▶ **List of tasks**
- A) Reproduce the passage of the theater review that begins at the words "The narrative is" and stops after the words "the spectator in.".
- B) According to the theater review, which French neurologist spectacularised the case of Augustine?
- C) List every Indian martial art, gesture form, or vocal technique that the theater review names in its discussion of Little India.

▶ **Exercise passage**
******************************

In Augustine, the journey into the 19th-century La Salpêtrière asylum is experienced physically – the show starts with a breathing duet bringing the audience close to suffocation and unease. A man talks tenderly to encased violins, which, like him, have been committed. Confined in cells of light, electrical bodies are restrained by splints. Distorted sounds and lyrics such as ‘I want to strike you’ annihilate the false security given by the live cello and violin music. No experimental apparatus on stage, only the forcing of one body upon another as all the gestures of physical constraint are prolonged into dance. Bath scenes are particularly poignant and highly charged movements account for scientific experimentation, which consisted of inserting tongs into Augustine and her inmates – pinching, twisting, torturing their bodies and thus reproducing the assault which brought them there in the first place.
The narrative is one of regression: via the body, the spectator is forced to trace the origin of the trauma. Apart from snatches of French songs and the name Augustine uttered here and there, the piece is free of text: the six silent dancing bodies alone tell their story. One might regret that the performers did not engage more with stillness, since the case of Augustine – spectacularised by French neurologist Jean-Martin Charcot and upon whose work on hysteria the show is based – is emblematic of the photogenic nature of hysteria. Like photography, like dance, theatre captures an intensity but unleashes rather than withholds it. By turning the body inside out, Augustine exposes the acute interiority of its characters, and, like all true theatre, brings the spectator in.
Little India, a tale of love and loss, mischief and mayhem, is a Western take on a story from the Mahabharata. This adaptation emphasises the absent father-son relationship. Torn between his sylvan surrounding and an attraction for the wider world, the boy Bharata lives in the forests on the margin of a big city with his single mother. The fighting between mother and son perhaps stretches the original tale too much, and the use of martial art kalaripayattu seems at times merely illustrative. On the contrary, mudras – hand gestures – are particularly effective in their intensity, as are the rhythmic vocal patterns of Konnakol to summon the past.

******************************

[Point-per-instance localization data]

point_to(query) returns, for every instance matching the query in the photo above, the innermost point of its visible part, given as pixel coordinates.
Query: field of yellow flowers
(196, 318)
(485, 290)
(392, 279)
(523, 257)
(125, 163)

******************************

▶ **Written responses**
- A)
The narrative is one of regression: via the body, the spectator is forced to trace the origin of the trauma. Apart from snatches of French songs and the name Augustine uttered here and there, the piece is free of text: the six silent dancing bodies alone tell their story. One might regret that the performers did not engage more with stillness, since the case of Augustine – spectacularised by French neurologist Jean-Martin Charcot and upon whose work on hysteria the show is based – is emblematic of the photogenic nature of hysteria. Like photography, like dance, theatre captures an intensity but unleashes rather than withholds it. By turning the body inside out, Augustine exposes the acute interiority of its characters, and, like all true theatre, brings the spectator in.

- B) Jean-Martin Charcot

- C)
- kalaripayattu (martial art)
- mudras (hand gestures)
- Konnakol (rhythmic vocal patterns)